## SHORT TASK
Reproduce only this part of the listing: the line with "Target: door frame", plus every line after it through the last.
─── DATA FOR THIS EXERCISE
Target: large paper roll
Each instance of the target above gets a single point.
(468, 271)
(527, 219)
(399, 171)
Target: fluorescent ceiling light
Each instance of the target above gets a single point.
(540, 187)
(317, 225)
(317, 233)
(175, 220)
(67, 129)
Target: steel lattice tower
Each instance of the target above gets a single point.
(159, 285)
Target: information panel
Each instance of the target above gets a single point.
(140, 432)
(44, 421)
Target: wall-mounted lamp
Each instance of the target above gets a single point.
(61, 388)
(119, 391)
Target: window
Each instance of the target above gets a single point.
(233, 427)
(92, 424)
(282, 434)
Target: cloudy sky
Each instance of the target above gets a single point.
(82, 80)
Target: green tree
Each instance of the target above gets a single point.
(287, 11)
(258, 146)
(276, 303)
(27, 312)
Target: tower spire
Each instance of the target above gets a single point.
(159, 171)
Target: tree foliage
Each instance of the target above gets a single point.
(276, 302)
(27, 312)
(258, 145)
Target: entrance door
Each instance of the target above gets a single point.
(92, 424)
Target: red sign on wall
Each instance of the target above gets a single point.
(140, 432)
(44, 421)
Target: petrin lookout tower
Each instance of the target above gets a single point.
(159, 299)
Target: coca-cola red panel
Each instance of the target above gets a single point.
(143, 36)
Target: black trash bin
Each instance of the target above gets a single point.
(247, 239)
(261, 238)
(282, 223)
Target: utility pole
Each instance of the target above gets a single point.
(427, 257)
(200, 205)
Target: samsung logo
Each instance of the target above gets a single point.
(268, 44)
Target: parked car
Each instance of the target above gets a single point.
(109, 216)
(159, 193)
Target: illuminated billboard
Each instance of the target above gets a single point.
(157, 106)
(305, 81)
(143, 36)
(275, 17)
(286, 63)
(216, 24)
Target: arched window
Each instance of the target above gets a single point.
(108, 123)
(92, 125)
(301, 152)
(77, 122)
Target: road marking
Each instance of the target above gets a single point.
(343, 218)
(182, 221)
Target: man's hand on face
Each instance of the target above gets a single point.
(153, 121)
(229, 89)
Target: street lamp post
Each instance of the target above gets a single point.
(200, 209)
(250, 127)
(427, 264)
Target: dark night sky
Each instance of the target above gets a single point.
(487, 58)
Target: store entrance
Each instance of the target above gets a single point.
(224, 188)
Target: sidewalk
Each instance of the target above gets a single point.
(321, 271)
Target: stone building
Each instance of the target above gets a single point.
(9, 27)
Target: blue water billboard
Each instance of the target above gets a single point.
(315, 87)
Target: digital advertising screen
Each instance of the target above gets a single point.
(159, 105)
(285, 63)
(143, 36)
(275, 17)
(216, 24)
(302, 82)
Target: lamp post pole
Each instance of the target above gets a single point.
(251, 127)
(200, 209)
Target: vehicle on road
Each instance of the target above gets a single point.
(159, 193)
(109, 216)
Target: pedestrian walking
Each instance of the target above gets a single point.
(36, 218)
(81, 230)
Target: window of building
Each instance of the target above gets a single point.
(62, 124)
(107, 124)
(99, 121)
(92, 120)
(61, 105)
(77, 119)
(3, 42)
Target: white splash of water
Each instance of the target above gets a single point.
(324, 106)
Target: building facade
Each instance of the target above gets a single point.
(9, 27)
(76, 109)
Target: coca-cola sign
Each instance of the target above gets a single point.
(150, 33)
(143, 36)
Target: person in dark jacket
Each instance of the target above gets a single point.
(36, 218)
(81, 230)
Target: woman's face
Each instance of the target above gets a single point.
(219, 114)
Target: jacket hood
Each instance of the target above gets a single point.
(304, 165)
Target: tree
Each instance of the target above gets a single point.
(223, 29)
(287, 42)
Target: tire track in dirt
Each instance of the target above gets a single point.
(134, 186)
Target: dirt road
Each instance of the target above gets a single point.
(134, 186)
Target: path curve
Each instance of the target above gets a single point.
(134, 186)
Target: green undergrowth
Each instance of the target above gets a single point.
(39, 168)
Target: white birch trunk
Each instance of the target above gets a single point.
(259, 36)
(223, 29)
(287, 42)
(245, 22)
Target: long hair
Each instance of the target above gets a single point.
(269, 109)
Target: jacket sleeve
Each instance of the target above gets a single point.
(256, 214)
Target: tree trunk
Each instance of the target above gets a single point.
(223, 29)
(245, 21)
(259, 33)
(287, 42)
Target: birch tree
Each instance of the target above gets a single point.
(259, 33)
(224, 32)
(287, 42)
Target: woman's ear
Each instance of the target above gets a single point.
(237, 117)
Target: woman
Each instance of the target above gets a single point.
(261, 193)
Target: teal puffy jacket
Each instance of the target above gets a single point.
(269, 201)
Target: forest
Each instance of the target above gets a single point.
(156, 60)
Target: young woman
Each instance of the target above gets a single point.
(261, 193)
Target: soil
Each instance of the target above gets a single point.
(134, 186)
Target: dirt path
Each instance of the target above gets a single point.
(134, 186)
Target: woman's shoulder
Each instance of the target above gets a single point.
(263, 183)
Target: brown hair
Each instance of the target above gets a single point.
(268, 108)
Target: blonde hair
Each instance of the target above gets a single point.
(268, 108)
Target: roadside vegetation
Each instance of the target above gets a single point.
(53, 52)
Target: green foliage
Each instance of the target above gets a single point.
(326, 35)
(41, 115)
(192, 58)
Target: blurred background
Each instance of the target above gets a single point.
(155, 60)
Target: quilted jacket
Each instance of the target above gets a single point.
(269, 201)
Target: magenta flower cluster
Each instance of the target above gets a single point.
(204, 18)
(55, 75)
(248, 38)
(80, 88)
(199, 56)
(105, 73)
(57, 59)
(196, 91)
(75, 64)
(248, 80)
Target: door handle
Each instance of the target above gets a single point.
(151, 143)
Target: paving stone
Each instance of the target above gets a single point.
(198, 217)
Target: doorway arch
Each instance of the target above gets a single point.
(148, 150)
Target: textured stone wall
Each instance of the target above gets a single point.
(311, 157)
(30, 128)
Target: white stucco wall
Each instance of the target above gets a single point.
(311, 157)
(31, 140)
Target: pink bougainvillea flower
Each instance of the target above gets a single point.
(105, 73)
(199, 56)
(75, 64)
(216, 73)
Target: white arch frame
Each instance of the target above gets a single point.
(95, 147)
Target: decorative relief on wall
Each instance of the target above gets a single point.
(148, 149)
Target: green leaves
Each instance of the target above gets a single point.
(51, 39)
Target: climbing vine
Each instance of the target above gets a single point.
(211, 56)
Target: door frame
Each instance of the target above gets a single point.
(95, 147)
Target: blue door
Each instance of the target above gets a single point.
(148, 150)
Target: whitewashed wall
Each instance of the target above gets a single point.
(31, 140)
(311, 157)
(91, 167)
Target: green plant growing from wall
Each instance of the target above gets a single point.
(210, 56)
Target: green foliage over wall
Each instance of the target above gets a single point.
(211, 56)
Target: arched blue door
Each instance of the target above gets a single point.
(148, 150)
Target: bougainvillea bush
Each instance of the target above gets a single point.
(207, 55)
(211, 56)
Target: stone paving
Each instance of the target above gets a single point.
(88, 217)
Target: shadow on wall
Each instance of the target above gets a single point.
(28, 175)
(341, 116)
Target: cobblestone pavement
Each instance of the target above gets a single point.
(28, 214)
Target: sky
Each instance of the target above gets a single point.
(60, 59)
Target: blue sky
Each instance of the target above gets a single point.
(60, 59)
──────
## SOLVED EXERCISE
Target: door frame
Each instance of the target above gets a single point.
(95, 147)
Target: blue door
Each instance of the target above gets a single point.
(148, 150)
Target: whitewashed wall
Each instance of the target above gets a single point.
(31, 140)
(311, 157)
(91, 167)
Target: green plant growing from wall
Each instance of the target above gets a single point.
(210, 56)
Target: green foliage over wall
Each instance of the target above gets a single point.
(211, 56)
Target: arched blue door
Each instance of the target above gets a single point.
(148, 150)
Target: bougainvillea bush
Each instance of the target above gets a single point.
(207, 55)
(211, 56)
Target: stone paving
Each instance of the target above gets a single point.
(88, 217)
Target: shadow on wall
Each instance of the target above gets a single point.
(28, 175)
(341, 116)
Target: cobblestone pavement
Each instance of the target above gets a single point.
(28, 214)
Target: sky
Each instance of the target above gets a single point.
(60, 59)
Target: blue sky
Each instance of the target above gets a single point.
(60, 59)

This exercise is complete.